- Education: Dartmouth College University of Virginia School of Law
- Occupations: Senior Vice President, Special Counsel for Investigations at the National Football League

= Lisa Friel =

American lawyer

Lisa M. Friel is a New York City lawyer and prosecutor. She formerly served as chief of the sex crimes unit in the Manhattan District Attorney's office.

== Career ==
Friel graduated from Dartmouth College with a degree in history, and from University of Virginia School of Law.

She began working for the Manhattan District Attorney's office in 1983, when she was hired by former Manhattan DA Robert Morgenthau. She became a specialist in sex crimes following her first rape case in 1986. In 1991, she became deputy of the Manhattan DA Sex Crimes Prosecution Unit under Linda Fairstein, and in 2002, she became the unit's chief following Fairstein's retirement. She served as chief of the sex crimes unit for almost ten years before resigning in 2011. Friel appeared in court in the case against former IMF director Dominique Strauss-Kahn, although she was not a member of the investigating team.

Friel also worked for T&M Protection Resources, a corporate security firm, as vice president of a division that investigated and consulted on sexual misconduct cases.

In 2007, Friel and the other bureau chiefs of the Sex Crimes Prosecution Units in the New York County District Attorney's office were honored by the Crime Victims Treatment Center of St. Luke's and Roosevelt Hospitals for their work in prosecuting sex offenders.

She was featured in "Sex Crimes Unit", a documentary aired on HBO.

She has been quoted in The New York Times and elsewhere about cases in which she was involved.

In April 2015, Friel became Senior Vice President/Special Counsel for Investigations for the National Football League. In this role, Friel investigated alleged violations of the NFL's personal conduct code including "domestic violence, sexual assault, animal cruelty, blackmail, extortion, racketeering, disorderly conduct". Friel's position was created following the NFL's mishandling of a case of assault by Baltimore Ravens running back Ray Rice. Following the case, Friel worked with the NFL in an advisory capacity to develop training, improve the league's personal conduct policy, and establish a baseline suspension period for specific violations including domestic violence, sexual assault and child abuse. She later joined the league full-time.

→ DATASET

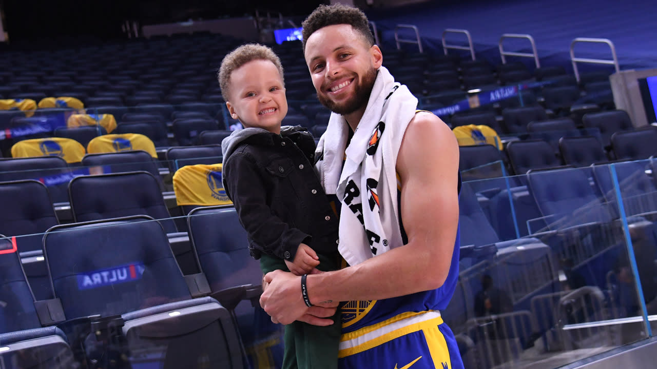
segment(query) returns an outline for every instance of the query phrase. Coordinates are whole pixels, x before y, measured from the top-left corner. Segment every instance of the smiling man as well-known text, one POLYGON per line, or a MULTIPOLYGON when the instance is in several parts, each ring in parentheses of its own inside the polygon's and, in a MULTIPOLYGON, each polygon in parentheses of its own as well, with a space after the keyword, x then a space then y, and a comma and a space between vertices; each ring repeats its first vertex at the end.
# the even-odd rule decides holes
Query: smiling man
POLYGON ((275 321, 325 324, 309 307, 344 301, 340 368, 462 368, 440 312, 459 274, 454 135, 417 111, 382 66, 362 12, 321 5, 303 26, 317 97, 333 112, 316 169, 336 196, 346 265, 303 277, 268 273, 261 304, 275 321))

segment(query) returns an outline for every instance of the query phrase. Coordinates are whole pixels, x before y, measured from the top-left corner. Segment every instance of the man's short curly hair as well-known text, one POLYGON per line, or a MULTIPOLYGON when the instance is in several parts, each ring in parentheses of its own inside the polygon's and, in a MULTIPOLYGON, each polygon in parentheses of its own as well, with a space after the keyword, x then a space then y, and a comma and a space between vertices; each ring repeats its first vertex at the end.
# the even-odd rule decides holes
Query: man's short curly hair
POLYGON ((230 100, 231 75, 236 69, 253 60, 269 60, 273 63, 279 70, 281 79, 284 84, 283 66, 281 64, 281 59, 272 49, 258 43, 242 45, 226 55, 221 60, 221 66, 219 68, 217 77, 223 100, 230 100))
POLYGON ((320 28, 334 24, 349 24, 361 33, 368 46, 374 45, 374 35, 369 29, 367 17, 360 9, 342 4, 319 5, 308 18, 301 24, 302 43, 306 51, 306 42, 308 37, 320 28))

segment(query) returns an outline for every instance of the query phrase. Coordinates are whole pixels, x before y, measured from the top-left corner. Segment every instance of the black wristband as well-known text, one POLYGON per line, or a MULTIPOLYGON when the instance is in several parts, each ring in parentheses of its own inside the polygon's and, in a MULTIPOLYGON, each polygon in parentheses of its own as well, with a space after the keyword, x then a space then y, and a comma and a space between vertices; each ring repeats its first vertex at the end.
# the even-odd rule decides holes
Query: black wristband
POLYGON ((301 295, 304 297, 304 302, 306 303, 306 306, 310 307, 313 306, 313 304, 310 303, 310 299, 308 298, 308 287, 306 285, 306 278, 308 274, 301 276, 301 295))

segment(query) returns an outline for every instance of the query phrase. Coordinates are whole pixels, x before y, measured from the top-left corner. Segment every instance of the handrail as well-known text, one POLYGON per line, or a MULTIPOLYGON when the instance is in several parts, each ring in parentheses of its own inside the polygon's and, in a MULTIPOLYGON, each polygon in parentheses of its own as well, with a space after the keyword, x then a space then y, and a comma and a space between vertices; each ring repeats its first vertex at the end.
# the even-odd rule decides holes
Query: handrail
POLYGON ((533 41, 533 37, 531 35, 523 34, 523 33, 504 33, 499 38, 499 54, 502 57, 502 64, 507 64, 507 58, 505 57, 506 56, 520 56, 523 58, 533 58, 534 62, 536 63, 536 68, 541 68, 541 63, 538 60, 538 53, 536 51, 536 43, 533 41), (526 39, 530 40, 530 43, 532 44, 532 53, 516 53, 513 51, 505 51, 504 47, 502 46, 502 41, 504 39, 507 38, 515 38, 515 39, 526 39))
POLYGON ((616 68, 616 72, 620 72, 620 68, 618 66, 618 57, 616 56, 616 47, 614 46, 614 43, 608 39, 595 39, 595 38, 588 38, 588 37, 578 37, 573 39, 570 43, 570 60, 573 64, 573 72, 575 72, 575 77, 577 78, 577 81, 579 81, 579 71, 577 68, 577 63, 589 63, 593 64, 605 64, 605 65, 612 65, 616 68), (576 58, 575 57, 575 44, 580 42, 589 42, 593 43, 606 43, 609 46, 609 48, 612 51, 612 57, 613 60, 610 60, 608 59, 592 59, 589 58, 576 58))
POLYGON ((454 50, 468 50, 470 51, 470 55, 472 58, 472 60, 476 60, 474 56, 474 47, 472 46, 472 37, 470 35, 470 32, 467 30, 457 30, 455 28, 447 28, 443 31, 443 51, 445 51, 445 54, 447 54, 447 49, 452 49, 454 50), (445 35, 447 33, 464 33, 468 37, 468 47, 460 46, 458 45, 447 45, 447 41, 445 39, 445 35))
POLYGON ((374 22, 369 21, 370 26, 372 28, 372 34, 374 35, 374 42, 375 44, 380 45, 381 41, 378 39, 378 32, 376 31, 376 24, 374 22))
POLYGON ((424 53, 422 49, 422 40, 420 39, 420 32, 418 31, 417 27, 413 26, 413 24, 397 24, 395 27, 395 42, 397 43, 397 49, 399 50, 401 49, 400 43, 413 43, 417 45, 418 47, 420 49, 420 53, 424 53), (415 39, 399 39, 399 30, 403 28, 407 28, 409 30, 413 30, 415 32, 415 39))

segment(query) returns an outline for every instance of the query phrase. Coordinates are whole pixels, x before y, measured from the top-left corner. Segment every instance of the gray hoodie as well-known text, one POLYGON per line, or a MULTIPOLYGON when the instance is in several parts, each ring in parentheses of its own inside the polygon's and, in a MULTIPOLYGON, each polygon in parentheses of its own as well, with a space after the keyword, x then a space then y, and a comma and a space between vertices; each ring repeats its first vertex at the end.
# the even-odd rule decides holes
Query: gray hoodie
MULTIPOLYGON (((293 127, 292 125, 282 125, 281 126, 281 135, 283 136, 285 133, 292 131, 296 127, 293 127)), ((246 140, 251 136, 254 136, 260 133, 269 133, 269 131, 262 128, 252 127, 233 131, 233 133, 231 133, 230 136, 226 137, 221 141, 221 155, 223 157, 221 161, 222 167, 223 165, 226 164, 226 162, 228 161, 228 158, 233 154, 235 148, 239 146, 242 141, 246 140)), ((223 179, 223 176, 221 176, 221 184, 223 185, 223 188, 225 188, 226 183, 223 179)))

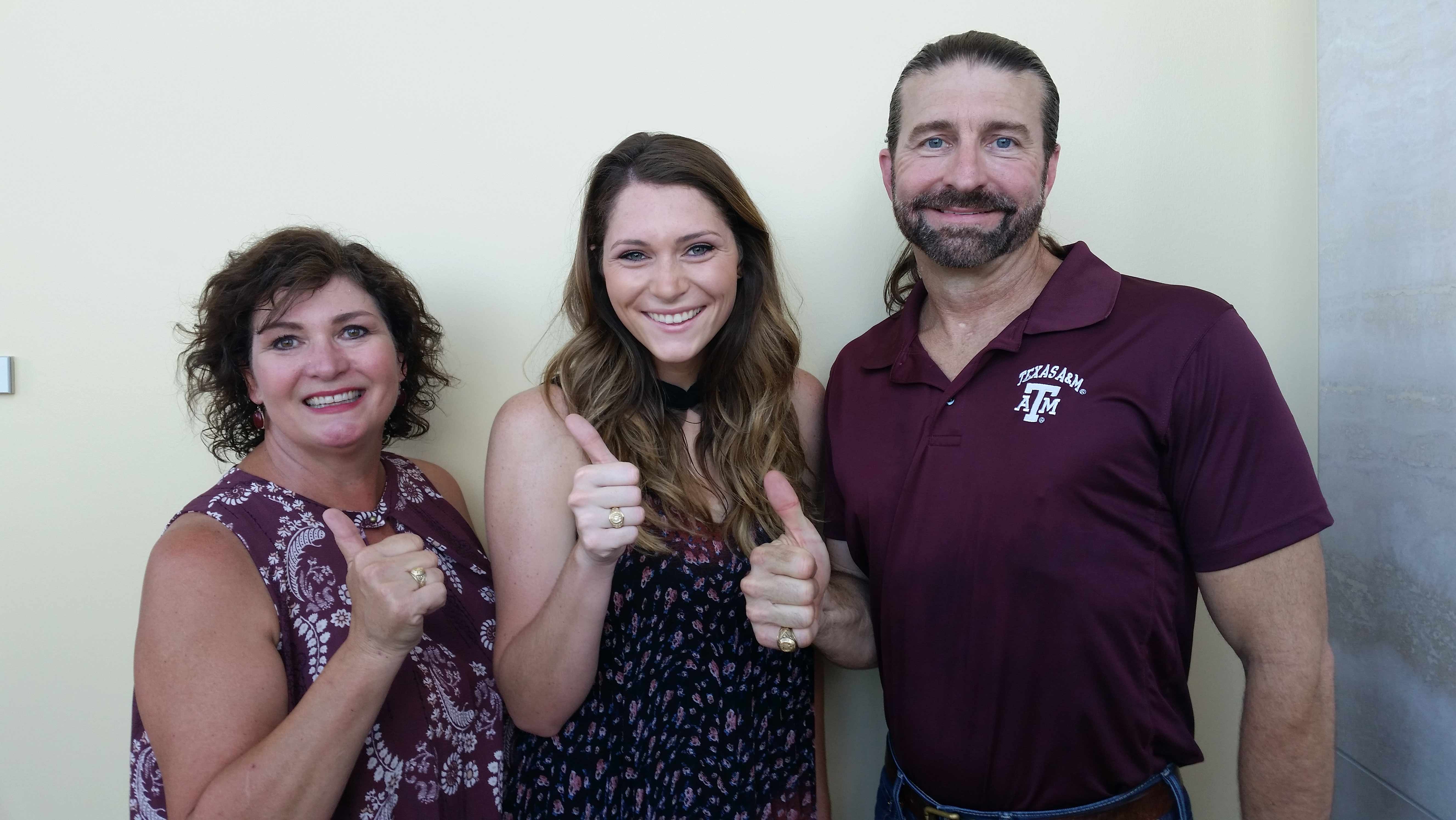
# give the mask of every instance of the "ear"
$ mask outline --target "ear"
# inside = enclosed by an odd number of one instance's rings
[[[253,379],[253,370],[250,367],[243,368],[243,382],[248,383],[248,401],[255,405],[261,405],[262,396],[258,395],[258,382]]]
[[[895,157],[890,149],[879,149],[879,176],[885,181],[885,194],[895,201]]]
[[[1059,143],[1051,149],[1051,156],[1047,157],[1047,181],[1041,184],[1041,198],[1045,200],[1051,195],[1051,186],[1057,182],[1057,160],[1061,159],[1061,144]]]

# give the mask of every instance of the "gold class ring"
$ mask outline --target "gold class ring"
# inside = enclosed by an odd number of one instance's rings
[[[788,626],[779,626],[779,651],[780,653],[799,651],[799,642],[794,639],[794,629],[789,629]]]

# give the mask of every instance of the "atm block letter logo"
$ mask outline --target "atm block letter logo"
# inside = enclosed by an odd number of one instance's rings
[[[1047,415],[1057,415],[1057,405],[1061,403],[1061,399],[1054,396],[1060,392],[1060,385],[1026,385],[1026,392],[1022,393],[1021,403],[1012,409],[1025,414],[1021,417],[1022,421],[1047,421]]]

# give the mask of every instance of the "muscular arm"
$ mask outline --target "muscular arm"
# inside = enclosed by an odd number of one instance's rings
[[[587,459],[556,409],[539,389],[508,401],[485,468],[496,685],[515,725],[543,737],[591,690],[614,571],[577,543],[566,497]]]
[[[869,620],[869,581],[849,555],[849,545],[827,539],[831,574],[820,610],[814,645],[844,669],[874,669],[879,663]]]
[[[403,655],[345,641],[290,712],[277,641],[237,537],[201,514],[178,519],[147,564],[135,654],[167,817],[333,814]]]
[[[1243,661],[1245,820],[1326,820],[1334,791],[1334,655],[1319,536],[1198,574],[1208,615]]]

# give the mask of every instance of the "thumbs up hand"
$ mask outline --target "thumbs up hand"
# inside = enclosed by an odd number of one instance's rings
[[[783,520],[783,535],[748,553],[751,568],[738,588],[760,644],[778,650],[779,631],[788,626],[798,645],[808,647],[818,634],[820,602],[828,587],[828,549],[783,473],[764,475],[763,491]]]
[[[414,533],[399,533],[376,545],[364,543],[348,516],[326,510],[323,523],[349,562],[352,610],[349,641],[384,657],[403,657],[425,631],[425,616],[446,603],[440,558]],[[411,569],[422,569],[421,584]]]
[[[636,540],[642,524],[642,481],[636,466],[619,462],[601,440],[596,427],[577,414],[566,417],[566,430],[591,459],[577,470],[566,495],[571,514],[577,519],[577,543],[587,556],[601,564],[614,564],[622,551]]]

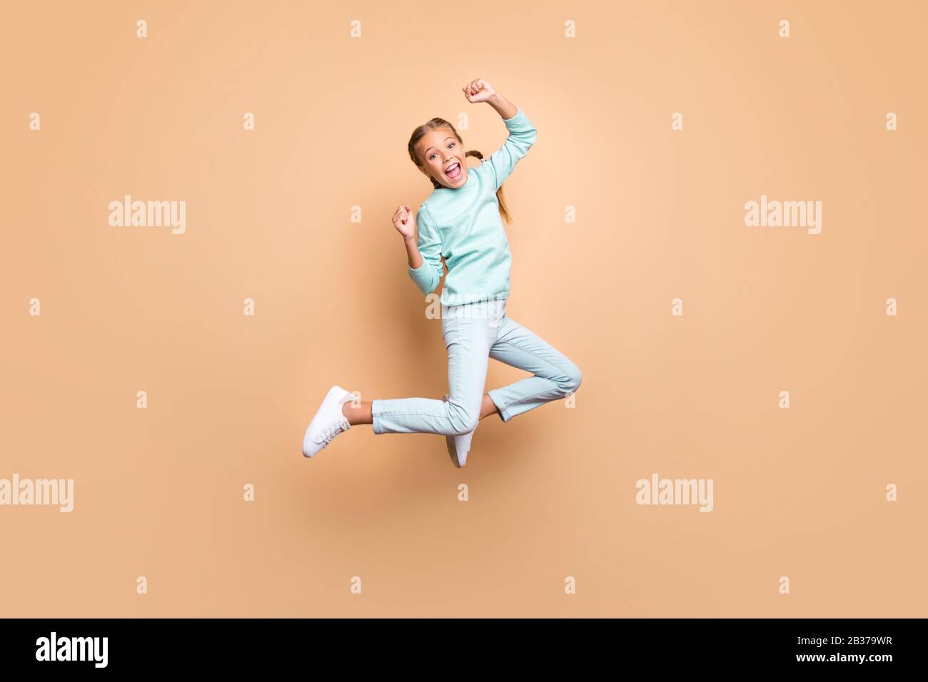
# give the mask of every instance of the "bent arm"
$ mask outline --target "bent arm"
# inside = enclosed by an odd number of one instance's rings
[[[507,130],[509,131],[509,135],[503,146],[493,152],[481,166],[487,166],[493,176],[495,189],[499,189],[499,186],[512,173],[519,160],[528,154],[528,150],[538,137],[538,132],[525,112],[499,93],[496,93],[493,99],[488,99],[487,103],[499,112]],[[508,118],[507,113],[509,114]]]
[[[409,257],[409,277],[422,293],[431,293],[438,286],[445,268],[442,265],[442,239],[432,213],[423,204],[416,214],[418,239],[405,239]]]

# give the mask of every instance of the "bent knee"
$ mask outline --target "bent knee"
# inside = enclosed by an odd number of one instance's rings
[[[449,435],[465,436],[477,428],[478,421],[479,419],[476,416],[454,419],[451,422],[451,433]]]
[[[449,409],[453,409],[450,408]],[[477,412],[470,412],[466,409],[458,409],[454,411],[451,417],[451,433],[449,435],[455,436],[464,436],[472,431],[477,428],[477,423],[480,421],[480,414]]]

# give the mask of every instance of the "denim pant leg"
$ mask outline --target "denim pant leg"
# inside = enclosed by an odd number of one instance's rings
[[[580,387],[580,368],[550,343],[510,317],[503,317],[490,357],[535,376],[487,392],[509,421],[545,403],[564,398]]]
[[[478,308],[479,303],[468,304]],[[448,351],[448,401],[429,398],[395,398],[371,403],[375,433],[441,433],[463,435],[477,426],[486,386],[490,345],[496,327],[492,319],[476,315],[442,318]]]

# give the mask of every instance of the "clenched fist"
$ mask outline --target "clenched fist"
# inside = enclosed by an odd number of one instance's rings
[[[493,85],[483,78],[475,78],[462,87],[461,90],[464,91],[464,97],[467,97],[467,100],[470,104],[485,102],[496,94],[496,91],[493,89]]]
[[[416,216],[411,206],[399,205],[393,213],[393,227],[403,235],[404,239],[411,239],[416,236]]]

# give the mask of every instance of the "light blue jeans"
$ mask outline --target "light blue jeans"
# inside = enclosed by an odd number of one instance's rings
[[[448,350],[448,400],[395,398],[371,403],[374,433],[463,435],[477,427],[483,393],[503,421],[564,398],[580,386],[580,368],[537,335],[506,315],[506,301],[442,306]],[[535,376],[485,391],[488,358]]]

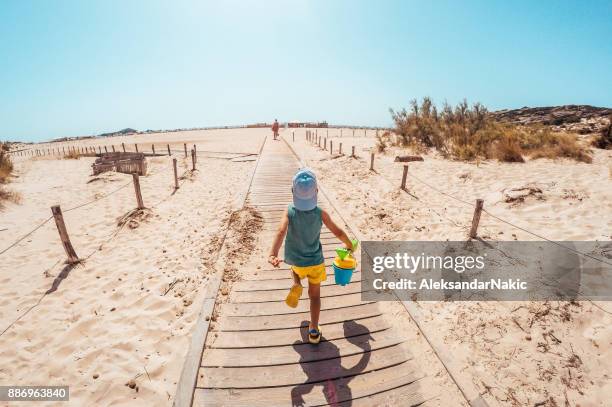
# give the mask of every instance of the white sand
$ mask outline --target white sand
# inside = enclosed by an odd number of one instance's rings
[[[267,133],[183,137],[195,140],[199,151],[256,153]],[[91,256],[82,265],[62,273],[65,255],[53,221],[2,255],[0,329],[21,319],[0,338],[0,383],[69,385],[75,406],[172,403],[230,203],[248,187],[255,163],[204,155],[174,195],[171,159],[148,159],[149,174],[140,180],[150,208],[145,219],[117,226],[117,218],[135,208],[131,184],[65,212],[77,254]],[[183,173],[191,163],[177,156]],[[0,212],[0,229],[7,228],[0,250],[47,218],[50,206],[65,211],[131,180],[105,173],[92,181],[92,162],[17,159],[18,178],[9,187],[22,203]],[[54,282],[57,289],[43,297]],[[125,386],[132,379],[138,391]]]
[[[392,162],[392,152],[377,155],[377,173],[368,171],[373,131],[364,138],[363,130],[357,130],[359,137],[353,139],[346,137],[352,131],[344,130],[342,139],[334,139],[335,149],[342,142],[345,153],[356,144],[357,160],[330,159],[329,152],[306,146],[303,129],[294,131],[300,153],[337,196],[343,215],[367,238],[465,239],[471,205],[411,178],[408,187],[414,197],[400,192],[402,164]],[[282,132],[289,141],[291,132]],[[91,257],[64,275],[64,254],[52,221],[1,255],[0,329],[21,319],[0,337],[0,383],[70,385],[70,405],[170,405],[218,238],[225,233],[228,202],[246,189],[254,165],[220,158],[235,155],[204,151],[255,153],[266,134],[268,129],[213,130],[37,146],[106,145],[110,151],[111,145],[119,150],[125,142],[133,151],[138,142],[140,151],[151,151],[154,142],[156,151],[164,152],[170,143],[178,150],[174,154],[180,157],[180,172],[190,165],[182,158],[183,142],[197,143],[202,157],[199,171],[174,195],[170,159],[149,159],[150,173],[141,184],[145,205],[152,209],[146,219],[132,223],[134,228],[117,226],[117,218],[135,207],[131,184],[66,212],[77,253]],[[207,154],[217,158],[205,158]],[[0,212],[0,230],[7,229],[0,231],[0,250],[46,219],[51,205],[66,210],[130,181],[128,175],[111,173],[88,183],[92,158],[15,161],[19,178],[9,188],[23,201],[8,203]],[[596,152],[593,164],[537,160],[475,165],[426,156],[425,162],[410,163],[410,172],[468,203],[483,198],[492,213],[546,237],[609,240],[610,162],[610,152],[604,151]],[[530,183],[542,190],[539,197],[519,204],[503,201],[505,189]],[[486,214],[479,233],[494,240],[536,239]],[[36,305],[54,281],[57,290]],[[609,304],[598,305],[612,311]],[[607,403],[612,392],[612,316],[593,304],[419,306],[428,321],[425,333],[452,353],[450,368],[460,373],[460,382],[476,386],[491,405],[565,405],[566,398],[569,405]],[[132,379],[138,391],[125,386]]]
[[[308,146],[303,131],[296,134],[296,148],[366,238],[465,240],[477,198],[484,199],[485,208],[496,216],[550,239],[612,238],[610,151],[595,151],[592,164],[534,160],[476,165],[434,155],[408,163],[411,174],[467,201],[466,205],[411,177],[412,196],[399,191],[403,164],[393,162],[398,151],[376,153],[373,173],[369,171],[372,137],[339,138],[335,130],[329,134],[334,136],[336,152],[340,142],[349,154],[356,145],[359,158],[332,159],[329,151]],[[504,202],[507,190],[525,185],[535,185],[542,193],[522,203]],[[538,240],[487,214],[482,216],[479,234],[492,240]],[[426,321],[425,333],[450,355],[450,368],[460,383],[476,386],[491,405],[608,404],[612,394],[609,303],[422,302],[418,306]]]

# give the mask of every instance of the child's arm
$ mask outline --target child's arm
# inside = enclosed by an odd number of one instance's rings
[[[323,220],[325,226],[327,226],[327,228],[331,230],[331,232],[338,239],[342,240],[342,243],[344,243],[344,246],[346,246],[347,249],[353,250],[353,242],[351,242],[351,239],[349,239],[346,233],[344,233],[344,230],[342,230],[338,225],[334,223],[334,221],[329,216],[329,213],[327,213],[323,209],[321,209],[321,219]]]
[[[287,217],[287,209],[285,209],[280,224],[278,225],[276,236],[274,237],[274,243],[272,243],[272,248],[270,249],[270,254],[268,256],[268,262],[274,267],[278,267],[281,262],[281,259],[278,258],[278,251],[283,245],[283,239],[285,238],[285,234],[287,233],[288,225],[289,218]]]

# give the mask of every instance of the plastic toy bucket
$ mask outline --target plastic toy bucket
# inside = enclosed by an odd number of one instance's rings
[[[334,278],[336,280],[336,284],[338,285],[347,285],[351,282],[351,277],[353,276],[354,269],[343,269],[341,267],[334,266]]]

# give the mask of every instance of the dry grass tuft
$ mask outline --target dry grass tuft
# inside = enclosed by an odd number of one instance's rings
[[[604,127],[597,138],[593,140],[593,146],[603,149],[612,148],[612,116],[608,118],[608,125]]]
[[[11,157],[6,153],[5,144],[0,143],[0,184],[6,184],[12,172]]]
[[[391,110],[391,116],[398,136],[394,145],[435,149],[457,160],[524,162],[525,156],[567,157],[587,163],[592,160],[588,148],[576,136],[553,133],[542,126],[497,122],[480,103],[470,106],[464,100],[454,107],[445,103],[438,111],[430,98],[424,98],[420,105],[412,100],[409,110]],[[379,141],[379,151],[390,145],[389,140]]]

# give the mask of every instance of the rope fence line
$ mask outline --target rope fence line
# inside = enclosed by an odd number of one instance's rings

→ EXERCISE REQUIREMENTS
1/ According to the Lisa Friel article, in what year did she become chief of the Manhattan DA Sex Crimes Prosecution Unit?
2/ Resume the Lisa Friel article after its last sentence.
None of the tasks use the material.

→ ANSWERS TO THE PROBLEMS
1/ She became the unit's chief in 2002.

2/
She has been described by her former boss, former New York prosecutor Linda Fairstein, as a "rabid Giants fan."

== Controversies ==

In her role as the NFL's special counsel for investigations, Friel headed an investigation that, on August 17, 2016, resulted in New York Giants placekicker Josh Brown receiving a one-game suspension instead of the league-mandated six-game suspension. The suspension was reduced by more than 83 percent because of mitigating circumstances that the league and Friel have never revealed. Coverage of the case noted that Friel was reported to be a Giants fan.

In her role as the NFL's special counsel for investigations she also oversaw the domestic violence investigation of Dallas Cowboys running back Ezekiel Elliott. In a lawsuit filed by the NFLPA, Friel is accused of withholding "critical information which would completely exonerate Elliott" in allegations of domestic violence. Friel reportedly barred lead investigator Kia Roberts, who recommended no suspension for Elliott, from attending a meeting with NFL commissioner Roger Goodell where Friel recommended a six-game suspension for Elliott to Goodell and other NFL executives. Friel was also accused of withholding evidence when she was implicated for prosecutorial misconduct in the alleged rape case of former New York police officers Kenneth Moreno and Franklin Mata.

== Personal life ==
Friel grew up in Haworth, New Jersey as the oldest of three daughters. Her father was a garment manufacturer and her mother was a homemaker. Friel graduated from Northern Valley Regional High School at Demarest. While attending Dartmouth, she played on the women's tennis and basketball teams. She coached the junior varsity women's basketball team, and assisted Chris Wielgus in coaching the varsity team during her senior year after undergoing surgery on both knees. She continued to coach at Dartmouth for a year after graduation while she was applying to law school. Friel was married to her first husband while attending University of Virginia School of Law, but the couple divorced six years later.

Friel resides in Brooklyn, New York with her three children. Her husband, James Friel died in 2002 in of bacterial meningitis. The couple were married in 1989.